> Given records:
■ ■ ■ ■ ■ ■ ■

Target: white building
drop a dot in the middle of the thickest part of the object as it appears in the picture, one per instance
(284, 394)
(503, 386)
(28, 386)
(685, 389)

■ ■ ■ ■ ■ ■ ■

> What is needed:
Put every line of the records above into a Markdown table with two columns: "Row" for the line's number and "Text" for the line itself. Leave out blank lines.

> Answer to this problem:
| Row | Text |
|---|---|
| 1 | Target: white building |
| 2 | drop a dot in the middle of the thickest part of the object as it appears in the picture, one per instance |
| 3 | (284, 394) |
| 4 | (503, 386) |
| 5 | (28, 386) |
| 6 | (685, 389) |